- _Extrait du texte_:
══════════════════════════════
«Des conditions sanitaires pires qu'au Sud-Soudan». Dans les 120 bidonvilles de banlieue parisienne, des ONG se démènent pour installer des points d'eau et éviter que le coronavirus ne provoque une hécatombe dans la communauté rom, qui souffre pour l'heure avant tout de la faim.
Les pieds dans les gravats et la main sur le ventre, Livia Kovaci explique en roumain «ne plus rien avoir à manger». «L'Etat ne pense pas à nous, il nous laisse mourir ici», dit la vieille dame, les yeux humides.
Avant la pandémie, près de 200 personnes vivaient dans ce camp de Saint-Denis, au nord de Paris, où des rats morts traînent au milieu des débris. Quand le virus est arrivé en région parisienne, la moitié des baraques de contreplaqué se sont soudainement vidées, donnant au lieu des allures fantomatiques.
══════════════════════════════
- _Données extraites_:
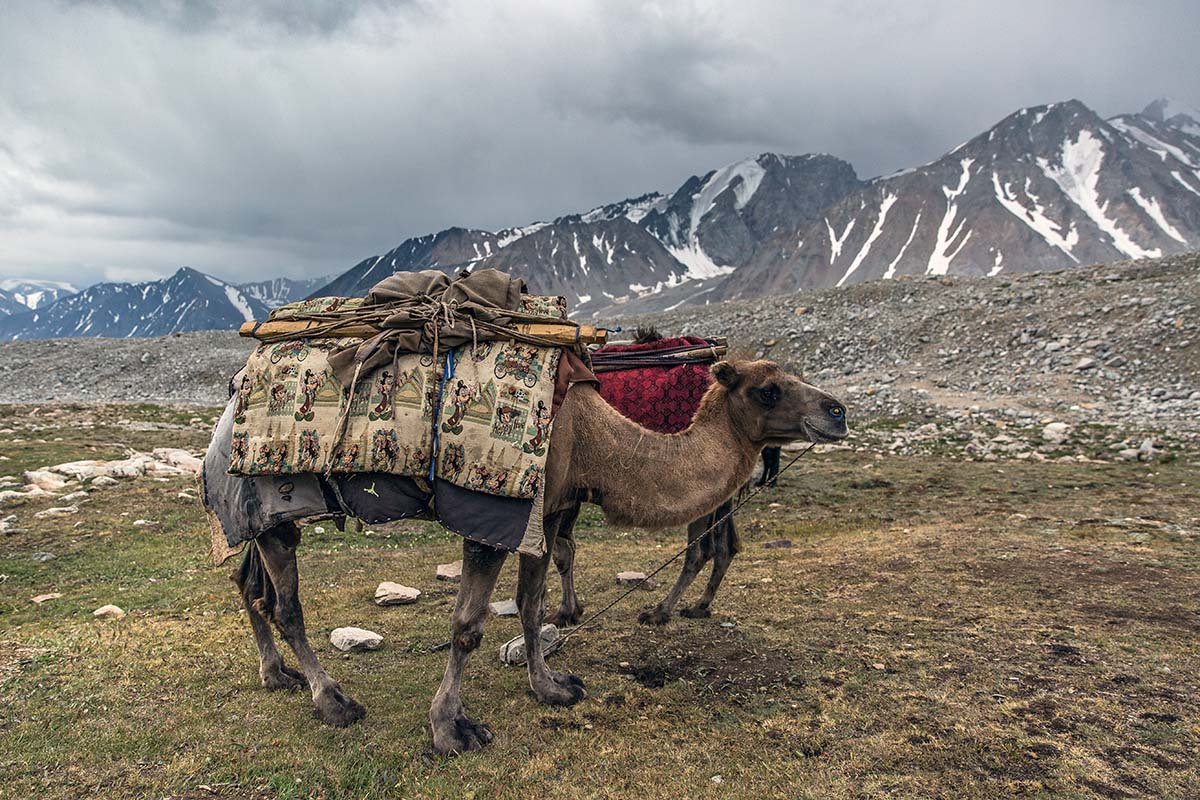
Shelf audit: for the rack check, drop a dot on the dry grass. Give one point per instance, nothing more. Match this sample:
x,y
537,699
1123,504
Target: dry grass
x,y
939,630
══════════════════════════════
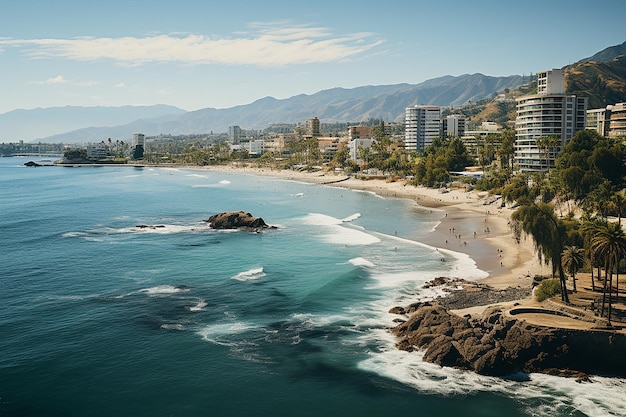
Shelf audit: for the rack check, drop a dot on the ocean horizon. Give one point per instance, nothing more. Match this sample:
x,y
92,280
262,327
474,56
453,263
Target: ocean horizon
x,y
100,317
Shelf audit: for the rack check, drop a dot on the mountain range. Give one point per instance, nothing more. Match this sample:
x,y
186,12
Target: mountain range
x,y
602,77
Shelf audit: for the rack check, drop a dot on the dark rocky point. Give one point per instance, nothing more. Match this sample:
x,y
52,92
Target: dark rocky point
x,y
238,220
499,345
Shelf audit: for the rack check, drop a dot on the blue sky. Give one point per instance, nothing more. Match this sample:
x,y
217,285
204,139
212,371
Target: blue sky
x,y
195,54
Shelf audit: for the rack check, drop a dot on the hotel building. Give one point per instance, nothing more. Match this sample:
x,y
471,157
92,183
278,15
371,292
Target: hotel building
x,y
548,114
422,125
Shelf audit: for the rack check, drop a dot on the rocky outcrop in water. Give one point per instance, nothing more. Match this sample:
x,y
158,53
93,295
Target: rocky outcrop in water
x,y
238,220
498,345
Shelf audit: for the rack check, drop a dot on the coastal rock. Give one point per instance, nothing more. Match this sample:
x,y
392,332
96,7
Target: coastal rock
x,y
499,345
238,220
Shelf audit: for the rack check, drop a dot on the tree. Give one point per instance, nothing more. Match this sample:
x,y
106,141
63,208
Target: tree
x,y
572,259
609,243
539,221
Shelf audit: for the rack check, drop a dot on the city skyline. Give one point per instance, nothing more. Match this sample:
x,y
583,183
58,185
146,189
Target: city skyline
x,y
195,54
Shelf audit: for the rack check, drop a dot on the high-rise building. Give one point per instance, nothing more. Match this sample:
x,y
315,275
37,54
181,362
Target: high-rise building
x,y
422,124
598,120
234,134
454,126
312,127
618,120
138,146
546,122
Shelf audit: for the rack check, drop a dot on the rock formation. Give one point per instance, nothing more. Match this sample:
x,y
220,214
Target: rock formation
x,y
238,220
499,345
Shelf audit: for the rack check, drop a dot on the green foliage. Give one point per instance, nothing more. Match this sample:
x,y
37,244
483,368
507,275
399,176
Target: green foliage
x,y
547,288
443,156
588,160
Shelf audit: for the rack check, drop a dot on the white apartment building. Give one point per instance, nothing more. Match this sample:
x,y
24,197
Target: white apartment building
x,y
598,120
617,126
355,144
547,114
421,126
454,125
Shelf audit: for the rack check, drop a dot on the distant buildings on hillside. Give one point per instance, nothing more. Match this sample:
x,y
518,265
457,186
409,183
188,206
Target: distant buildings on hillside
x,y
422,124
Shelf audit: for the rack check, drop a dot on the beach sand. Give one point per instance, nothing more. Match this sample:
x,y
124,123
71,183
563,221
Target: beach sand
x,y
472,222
══════════════════════════════
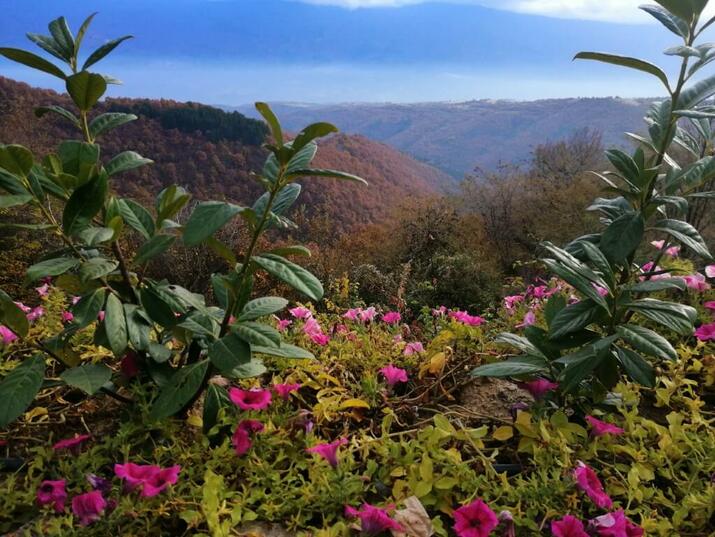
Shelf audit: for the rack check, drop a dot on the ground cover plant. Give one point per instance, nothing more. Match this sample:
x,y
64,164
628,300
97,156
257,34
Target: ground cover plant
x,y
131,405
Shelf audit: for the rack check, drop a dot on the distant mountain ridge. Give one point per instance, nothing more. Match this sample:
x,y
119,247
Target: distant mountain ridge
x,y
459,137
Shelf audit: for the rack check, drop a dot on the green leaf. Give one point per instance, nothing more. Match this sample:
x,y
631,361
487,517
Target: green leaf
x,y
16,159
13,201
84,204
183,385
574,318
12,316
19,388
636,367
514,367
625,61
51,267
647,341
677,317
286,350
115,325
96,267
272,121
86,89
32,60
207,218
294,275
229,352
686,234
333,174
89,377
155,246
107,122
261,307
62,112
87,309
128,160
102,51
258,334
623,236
══════════════════════════════
- _Complétez ce qui suit_:
- a) D'après l'extrait du texte, combien de personnes vivaient dans le camp de Saint-Denis avant la pandémie ?
- b) Recopiez mot pour mot le passage de l'extrait du texte compris entre « Les pieds dans » et « les yeux humides. », bornes incluses.

- _Réponses aux consignes_:
- a) Près de 200 personnes.

- b)
Les pieds dans les gravats et la main sur le ventre, Livia Kovaci explique en roumain «ne plus rien avoir à manger». «L'Etat ne pense pas à nous, il nous laisse mourir ici», dit la vieille dame, les yeux humides.